• _YOUR TASK_
Filter the items below and copy out each line that contains the string "glass".

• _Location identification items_
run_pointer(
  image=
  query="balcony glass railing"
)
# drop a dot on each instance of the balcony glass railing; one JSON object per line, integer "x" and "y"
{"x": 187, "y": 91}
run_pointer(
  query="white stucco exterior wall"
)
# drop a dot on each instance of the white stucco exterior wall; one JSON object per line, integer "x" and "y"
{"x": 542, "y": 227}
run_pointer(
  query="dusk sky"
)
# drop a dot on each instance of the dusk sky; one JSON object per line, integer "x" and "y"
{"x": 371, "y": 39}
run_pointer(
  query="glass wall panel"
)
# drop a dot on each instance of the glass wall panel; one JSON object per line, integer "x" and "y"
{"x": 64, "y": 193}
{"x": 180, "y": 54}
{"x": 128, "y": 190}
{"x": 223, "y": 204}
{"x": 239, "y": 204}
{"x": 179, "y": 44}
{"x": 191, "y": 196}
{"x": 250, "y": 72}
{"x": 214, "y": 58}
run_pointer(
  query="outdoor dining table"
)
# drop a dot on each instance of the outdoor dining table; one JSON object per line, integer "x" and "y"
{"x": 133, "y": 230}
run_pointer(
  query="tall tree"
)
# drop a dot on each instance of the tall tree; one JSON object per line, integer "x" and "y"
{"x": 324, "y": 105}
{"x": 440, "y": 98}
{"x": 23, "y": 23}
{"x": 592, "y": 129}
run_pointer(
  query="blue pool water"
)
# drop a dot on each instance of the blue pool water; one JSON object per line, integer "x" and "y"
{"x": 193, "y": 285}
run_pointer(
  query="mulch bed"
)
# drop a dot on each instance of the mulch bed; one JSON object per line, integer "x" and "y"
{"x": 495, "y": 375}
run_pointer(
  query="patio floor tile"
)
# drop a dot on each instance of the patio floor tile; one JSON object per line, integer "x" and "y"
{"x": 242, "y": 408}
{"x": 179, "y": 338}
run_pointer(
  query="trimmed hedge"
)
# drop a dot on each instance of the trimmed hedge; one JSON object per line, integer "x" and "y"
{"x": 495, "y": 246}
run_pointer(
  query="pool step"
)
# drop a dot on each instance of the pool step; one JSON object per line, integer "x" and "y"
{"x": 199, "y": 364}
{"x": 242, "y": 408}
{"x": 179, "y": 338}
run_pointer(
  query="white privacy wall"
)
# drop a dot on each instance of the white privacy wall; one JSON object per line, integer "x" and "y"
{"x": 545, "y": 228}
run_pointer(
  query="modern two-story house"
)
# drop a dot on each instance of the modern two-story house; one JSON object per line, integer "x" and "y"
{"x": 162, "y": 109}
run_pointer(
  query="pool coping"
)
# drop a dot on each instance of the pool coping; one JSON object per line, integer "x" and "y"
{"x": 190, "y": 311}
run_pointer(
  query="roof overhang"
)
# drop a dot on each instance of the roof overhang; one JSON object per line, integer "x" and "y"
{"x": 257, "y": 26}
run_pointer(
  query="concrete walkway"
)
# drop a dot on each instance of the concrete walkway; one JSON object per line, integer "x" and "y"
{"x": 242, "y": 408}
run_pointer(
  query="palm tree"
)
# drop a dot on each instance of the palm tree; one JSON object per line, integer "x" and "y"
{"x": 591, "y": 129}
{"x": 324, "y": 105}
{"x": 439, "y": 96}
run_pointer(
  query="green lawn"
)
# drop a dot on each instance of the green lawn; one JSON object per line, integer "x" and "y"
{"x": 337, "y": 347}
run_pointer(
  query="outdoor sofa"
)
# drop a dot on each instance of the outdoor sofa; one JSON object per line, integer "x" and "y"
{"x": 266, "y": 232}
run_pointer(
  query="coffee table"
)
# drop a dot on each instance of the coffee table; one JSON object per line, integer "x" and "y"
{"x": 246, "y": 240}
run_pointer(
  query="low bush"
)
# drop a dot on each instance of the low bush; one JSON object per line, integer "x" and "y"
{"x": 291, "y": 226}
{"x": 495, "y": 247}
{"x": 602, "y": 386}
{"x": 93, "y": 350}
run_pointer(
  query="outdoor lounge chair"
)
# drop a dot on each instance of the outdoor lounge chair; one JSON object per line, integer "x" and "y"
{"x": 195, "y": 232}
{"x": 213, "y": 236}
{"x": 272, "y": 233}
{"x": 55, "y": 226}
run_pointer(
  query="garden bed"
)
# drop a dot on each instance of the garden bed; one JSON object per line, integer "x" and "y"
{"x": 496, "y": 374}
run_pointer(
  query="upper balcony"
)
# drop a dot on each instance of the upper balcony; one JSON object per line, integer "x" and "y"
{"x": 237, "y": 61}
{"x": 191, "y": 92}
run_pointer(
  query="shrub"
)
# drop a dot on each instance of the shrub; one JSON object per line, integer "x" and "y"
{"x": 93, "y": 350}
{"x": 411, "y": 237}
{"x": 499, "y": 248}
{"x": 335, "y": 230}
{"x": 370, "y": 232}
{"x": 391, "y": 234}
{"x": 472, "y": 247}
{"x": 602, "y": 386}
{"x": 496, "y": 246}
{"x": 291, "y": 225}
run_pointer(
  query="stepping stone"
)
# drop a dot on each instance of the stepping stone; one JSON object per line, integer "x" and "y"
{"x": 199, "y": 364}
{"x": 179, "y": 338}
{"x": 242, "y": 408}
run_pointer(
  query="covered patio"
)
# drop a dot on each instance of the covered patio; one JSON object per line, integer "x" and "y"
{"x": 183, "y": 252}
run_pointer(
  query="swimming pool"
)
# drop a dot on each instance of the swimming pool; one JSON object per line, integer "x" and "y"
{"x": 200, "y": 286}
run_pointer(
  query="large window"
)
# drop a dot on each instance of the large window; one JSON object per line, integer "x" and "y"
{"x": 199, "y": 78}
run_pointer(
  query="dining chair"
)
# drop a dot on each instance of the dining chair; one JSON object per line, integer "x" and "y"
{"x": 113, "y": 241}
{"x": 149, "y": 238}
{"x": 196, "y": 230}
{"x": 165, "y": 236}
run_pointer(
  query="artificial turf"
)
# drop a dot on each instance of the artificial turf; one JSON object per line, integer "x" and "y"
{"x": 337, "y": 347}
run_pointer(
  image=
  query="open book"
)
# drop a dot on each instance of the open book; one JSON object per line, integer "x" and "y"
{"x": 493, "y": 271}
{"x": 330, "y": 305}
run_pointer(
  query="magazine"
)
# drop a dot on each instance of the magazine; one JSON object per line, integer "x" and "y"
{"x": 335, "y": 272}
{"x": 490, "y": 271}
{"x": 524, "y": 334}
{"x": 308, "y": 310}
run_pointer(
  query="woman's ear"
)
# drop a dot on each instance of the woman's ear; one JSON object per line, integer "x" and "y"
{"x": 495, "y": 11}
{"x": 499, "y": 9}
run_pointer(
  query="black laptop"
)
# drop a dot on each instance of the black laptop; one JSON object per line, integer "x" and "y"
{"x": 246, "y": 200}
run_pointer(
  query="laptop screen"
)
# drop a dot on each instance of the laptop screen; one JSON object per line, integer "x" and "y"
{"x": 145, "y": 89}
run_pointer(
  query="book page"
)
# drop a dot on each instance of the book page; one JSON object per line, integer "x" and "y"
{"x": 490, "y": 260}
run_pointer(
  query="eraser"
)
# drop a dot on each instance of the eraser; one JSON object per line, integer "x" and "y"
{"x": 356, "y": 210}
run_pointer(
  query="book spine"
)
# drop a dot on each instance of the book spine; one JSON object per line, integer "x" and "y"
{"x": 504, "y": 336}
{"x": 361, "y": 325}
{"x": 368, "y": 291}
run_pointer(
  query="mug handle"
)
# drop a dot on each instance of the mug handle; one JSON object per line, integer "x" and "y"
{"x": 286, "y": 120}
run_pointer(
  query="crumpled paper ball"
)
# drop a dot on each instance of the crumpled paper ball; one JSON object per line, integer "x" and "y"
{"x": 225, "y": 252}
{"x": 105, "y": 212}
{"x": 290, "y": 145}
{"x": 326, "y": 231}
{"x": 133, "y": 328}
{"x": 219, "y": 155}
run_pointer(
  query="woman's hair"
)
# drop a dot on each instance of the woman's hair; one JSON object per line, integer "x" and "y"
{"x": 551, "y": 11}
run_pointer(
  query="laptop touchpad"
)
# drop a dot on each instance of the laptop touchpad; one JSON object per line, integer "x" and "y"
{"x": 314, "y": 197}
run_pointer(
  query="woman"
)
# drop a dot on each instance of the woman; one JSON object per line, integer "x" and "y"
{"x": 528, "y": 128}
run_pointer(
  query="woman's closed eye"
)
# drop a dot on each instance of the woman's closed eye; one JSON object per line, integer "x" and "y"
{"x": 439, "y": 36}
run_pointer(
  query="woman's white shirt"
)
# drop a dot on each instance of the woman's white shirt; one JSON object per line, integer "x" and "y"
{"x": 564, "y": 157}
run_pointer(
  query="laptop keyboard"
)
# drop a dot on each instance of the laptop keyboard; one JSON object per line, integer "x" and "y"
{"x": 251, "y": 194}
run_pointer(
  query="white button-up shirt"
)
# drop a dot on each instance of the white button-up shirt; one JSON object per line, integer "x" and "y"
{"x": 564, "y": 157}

• _THE RESPONSE_
  query="balcony glass railing"
# drop a dot on each instance of the balcony glass railing; one JSON object per line, integer "x" and "y"
  query="glass wall panel"
# drop a dot on each instance of the glass wall panel; one JSON object per line, integer "x" and "y"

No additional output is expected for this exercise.